─── Records shown ───

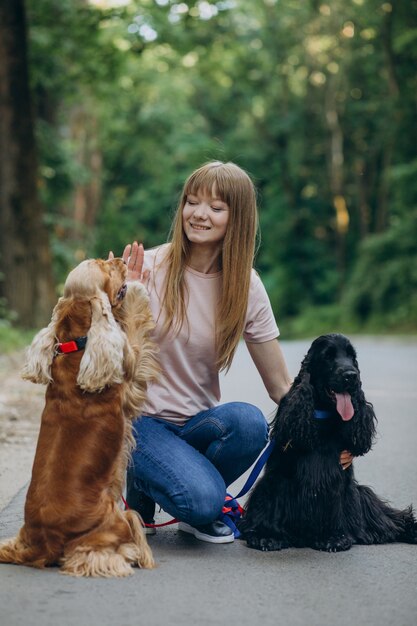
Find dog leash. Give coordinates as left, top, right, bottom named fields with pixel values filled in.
left=122, top=439, right=275, bottom=538
left=219, top=439, right=275, bottom=539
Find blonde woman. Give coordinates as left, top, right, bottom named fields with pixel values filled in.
left=116, top=161, right=290, bottom=543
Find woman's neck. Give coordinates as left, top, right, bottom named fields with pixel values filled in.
left=187, top=245, right=221, bottom=274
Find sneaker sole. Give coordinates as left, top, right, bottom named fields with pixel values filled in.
left=178, top=522, right=235, bottom=543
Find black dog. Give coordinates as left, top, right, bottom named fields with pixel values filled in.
left=239, top=334, right=417, bottom=552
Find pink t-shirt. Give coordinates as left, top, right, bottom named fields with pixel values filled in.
left=143, top=244, right=279, bottom=425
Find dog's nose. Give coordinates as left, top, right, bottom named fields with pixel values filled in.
left=343, top=370, right=358, bottom=383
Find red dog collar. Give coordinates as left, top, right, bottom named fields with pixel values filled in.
left=55, top=337, right=87, bottom=354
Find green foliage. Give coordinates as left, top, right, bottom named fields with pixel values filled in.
left=22, top=0, right=417, bottom=333
left=346, top=210, right=417, bottom=329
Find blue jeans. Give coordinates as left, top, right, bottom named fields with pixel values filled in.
left=128, top=402, right=268, bottom=526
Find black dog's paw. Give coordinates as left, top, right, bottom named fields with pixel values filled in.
left=313, top=535, right=353, bottom=552
left=247, top=535, right=289, bottom=552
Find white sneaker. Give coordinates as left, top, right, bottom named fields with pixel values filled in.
left=178, top=520, right=235, bottom=543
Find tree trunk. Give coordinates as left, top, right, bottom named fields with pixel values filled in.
left=0, top=0, right=55, bottom=328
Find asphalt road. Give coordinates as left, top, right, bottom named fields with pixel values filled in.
left=0, top=338, right=417, bottom=626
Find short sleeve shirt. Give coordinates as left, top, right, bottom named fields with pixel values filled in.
left=143, top=245, right=279, bottom=425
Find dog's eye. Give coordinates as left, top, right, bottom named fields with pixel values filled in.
left=323, top=346, right=336, bottom=359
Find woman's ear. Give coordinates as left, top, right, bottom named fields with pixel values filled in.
left=21, top=298, right=66, bottom=385
left=77, top=292, right=126, bottom=393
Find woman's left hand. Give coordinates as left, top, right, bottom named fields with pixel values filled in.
left=340, top=450, right=353, bottom=469
left=109, top=241, right=150, bottom=283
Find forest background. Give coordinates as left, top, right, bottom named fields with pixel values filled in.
left=0, top=0, right=417, bottom=347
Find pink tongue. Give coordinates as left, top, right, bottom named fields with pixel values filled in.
left=335, top=393, right=355, bottom=422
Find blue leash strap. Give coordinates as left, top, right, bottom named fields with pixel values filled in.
left=235, top=439, right=275, bottom=498
left=219, top=439, right=275, bottom=539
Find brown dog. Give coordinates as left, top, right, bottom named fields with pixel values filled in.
left=0, top=259, right=158, bottom=577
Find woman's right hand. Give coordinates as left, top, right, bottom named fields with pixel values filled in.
left=109, top=241, right=150, bottom=284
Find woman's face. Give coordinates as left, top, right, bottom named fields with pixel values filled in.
left=182, top=190, right=229, bottom=245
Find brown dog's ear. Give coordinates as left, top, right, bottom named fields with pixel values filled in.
left=77, top=292, right=126, bottom=393
left=21, top=298, right=66, bottom=385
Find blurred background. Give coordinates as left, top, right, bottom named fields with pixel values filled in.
left=0, top=0, right=417, bottom=347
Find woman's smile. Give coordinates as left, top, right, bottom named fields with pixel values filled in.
left=182, top=186, right=229, bottom=245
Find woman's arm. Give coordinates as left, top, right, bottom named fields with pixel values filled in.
left=246, top=339, right=292, bottom=404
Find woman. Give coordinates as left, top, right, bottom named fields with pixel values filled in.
left=118, top=161, right=350, bottom=543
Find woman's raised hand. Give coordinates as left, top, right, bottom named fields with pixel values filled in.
left=109, top=241, right=150, bottom=283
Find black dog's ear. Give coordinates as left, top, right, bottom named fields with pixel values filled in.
left=272, top=372, right=316, bottom=450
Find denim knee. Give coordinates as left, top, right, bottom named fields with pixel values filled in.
left=216, top=402, right=268, bottom=453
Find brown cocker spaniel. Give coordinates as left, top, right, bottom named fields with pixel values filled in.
left=0, top=259, right=158, bottom=577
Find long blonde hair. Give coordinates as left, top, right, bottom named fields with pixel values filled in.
left=163, top=161, right=258, bottom=370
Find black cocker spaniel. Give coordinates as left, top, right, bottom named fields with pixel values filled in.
left=239, top=334, right=417, bottom=552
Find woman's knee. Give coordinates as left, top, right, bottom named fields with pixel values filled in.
left=145, top=475, right=226, bottom=526
left=219, top=402, right=268, bottom=451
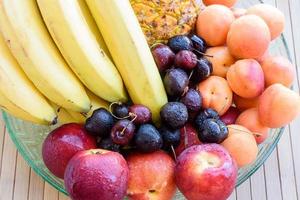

───

» Description of the task
Convert only the lines from the one containing "Find black dog." through the one containing "left=343, top=370, right=358, bottom=383", both included, into a JSON list of strings with one string per line. Omit any blank lines.

» Exercise response
[
  "Find black dog. Give coordinates as left, top, right, bottom named fields with pixel values filled in.",
  "left=239, top=334, right=417, bottom=552",
  "Find pink t-shirt. Give coordinates as left, top, right, bottom named fields with pixel values filled in.",
  "left=143, top=244, right=279, bottom=425",
  "Find dog's nose. Give coordinates as left, top, right, bottom named fields with pixel values filled in.",
  "left=343, top=370, right=358, bottom=383"
]